**TEXT SECTION:**
****************************************

# Dr. Claude - Patient Care with AWS
## Personalized Medical Recommendations using Bedrock, DynamoDb, and SNS
### In this notebook we will:
- Create a vector store with OpenSearch Serverless
- Create a Knowledge Base with Amazon Bedrock
- Create a database for patient info with DynamoDB
- Query Anthropic's Claude 3 model for medical recommendations
- Create SNS topic and send the recommendations

### Prerequisites 
Add the following permissions to your SageMaker Domain role:
- AmazonBedrockFullAccess 
- AmazonDynamoDBFullAccess
- AmazonSNSFullAccess
- IAMFullAccess
- Add a custom [policy](./aoss_policy.json) for Amazon OpenSearch Serverless.


## Setup
Before running the rest of this notebook, you'll need to run the cells below to ensure necessary libraries are installed and connect to Bedrock.

In [None]:
%pip install --upgrade pip --quiet
%pip install boto3 botocore langchain opensearch-py==2.3.1 --quiet

### Importing Libraries 
Import necessary libraries and perform initial setup required for subsequent AWS service interactions.

In [None]:
import boto3
import botocore
from botocore.exceptions import ClientError
import json
import csv
from io import StringIO
from langchain_community.chat_models import BedrockChat
from langchain_core.prompts import ChatPromptTemplate
from langchain.retrievers.bedrock import AmazonKnowledgeBasesRetriever
import random
import pprint
import time
from policy_creator import create_bedrock_execution_role, create_oss_policy_attach_bedrock_execution_role, create_policies_in_oss
suffix = random.randrange(200, 900)

boto3_session = boto3.session.Session()
region_name = boto3_session.region_name
sts_client = boto3.client('sts')
bedrock_agent_client = boto3_session.client('bedrock-agent', region_name=region_name)
service = 'aoss'
account_id = sts_client.get_caller_identity()["Account"]
s3_suffix = f"{region_name}-{account_id}"

### Create S3 Bucket for the Knowledge Base Data
Create an S3 bucket which will be used to store data. If the bucket already exists, catch the error and notify the user.

****************************************

**EXTRACTED RECORDS:**
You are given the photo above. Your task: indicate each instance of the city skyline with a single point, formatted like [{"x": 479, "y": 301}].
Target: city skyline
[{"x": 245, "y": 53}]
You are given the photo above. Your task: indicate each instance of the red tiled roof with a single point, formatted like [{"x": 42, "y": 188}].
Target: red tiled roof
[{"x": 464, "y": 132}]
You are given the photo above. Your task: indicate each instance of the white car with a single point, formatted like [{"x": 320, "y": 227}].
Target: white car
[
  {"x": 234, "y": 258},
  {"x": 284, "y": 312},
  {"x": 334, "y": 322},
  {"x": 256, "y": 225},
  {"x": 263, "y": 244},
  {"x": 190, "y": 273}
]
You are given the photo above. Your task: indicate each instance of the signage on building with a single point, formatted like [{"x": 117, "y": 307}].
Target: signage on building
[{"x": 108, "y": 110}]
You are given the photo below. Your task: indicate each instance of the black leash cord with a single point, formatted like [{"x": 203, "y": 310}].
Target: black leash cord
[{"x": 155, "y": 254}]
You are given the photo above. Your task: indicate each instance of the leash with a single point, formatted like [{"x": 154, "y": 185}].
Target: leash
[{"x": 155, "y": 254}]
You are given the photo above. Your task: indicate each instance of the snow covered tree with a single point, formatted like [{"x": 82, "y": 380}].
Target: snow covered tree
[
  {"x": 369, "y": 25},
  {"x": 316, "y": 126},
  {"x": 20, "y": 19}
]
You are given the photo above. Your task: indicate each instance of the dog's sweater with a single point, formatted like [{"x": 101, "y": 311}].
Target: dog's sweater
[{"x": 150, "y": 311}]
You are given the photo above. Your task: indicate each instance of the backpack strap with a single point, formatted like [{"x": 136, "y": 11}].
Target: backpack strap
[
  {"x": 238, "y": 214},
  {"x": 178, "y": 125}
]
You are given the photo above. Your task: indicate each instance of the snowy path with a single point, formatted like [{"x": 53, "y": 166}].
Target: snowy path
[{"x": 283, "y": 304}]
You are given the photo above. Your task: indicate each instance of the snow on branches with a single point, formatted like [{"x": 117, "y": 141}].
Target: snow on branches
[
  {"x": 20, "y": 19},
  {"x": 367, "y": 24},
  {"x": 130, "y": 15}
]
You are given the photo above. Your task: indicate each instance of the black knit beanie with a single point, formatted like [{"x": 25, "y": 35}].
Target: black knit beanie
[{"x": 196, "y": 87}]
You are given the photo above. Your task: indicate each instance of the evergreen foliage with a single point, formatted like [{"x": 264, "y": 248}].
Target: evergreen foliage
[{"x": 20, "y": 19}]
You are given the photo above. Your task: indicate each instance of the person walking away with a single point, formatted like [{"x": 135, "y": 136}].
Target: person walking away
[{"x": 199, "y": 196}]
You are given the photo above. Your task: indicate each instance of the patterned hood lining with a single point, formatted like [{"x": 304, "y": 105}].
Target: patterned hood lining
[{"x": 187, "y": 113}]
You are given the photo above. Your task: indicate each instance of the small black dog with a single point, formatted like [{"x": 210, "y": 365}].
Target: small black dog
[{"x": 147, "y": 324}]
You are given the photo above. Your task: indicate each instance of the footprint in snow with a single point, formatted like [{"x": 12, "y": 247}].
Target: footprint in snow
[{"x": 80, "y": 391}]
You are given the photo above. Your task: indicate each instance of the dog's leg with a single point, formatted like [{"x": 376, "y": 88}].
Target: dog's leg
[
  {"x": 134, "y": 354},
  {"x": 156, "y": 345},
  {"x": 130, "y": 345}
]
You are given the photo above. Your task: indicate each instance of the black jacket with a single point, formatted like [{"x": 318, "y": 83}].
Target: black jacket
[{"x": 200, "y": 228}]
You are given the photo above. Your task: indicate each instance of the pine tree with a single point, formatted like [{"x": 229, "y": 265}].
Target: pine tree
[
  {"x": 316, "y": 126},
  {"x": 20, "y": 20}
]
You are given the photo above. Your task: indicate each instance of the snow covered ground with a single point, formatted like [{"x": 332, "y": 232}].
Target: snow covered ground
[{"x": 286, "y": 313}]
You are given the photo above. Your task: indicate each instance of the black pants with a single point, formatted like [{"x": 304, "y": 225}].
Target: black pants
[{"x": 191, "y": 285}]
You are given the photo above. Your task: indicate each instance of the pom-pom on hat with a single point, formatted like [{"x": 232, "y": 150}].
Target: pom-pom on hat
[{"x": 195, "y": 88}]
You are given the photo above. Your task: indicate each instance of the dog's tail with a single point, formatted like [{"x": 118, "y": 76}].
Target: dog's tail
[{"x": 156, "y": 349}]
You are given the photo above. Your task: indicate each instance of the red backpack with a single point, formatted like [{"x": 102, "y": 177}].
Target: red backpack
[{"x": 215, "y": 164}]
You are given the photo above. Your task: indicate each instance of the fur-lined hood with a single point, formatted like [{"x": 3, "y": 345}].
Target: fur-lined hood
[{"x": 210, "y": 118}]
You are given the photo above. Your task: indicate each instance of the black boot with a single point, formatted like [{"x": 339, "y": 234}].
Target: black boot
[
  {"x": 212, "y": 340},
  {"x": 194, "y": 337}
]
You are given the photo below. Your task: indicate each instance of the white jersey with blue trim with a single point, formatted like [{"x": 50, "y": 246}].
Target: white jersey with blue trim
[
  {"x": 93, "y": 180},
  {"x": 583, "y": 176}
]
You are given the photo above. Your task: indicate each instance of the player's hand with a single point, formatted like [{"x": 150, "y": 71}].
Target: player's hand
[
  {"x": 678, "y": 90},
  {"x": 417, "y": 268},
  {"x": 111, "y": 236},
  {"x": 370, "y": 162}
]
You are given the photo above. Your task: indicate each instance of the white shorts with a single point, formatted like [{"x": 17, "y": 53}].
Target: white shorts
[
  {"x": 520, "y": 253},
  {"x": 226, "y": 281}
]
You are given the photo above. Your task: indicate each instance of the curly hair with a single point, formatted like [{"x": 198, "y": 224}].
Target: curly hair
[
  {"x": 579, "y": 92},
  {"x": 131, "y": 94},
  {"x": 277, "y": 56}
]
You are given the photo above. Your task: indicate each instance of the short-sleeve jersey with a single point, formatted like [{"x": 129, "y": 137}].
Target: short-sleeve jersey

****************************************

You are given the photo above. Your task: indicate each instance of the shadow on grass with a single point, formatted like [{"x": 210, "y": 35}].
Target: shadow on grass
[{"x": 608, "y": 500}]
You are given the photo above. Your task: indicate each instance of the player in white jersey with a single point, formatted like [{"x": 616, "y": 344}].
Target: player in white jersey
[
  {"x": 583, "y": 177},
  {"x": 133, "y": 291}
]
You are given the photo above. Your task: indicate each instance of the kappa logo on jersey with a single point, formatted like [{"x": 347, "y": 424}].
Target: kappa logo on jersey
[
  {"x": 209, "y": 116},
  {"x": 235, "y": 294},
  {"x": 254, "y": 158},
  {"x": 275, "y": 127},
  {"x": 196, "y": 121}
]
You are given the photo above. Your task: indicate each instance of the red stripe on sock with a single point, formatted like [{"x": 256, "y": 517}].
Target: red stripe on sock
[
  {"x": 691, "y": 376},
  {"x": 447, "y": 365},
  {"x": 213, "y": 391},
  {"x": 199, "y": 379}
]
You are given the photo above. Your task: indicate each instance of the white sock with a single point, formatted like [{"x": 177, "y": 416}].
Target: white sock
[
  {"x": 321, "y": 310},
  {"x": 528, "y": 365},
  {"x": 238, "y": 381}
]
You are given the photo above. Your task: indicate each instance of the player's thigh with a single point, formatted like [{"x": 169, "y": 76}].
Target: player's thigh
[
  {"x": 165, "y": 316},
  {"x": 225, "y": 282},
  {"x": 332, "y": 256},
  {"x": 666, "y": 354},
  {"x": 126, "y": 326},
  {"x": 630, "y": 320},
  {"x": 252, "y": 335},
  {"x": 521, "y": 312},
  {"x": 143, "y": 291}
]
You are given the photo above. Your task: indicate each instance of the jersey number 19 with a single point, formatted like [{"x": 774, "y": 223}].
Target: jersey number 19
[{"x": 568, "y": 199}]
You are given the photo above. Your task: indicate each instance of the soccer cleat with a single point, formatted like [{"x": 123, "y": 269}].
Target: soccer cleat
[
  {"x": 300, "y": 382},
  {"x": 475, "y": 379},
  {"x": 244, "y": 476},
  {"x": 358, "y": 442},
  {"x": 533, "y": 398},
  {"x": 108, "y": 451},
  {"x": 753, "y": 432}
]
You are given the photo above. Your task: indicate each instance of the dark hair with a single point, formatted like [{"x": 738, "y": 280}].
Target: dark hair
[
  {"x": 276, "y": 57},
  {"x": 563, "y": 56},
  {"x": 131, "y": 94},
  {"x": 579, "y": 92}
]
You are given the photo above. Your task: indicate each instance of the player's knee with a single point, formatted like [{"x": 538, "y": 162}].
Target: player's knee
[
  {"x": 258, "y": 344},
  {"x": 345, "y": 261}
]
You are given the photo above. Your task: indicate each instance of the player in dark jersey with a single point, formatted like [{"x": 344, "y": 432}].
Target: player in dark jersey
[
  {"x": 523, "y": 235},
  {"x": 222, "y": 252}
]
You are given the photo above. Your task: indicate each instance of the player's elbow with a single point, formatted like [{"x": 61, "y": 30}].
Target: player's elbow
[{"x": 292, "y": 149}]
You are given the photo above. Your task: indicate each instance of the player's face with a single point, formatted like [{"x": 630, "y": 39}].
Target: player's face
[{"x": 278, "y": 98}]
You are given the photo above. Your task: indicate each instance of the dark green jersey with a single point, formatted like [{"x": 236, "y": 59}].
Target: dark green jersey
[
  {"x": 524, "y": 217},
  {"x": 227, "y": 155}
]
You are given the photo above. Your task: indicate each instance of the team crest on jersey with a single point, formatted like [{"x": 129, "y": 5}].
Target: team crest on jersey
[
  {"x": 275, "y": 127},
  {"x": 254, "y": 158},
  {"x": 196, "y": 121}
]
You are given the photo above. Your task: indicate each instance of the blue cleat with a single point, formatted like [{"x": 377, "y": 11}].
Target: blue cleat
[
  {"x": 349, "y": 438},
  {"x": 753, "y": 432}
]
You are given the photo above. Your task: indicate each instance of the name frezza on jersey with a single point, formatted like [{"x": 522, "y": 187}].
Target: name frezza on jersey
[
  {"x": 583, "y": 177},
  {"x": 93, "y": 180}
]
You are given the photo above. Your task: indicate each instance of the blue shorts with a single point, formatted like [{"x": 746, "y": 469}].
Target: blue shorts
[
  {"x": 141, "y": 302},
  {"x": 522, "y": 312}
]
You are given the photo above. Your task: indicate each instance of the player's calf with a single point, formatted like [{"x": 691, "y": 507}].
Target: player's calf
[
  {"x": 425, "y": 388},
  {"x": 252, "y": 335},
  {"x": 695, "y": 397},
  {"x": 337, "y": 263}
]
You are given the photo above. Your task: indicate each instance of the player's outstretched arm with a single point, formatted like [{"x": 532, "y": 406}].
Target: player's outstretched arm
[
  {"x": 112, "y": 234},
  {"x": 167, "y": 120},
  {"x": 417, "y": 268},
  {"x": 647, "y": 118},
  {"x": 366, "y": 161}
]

****************************************

**GOAL OF THE EXERCISE:** Can you reproduce, word for word, the part of the AWS notebook page starting at "### Create S3" and ending at "notify the user."?

**COMPLETED TASK:**
### Create S3 Bucket for the Knowledge Base Data
Create an S3 bucket which will be used to store data. If the bucket already exists, catch the error and notify the user.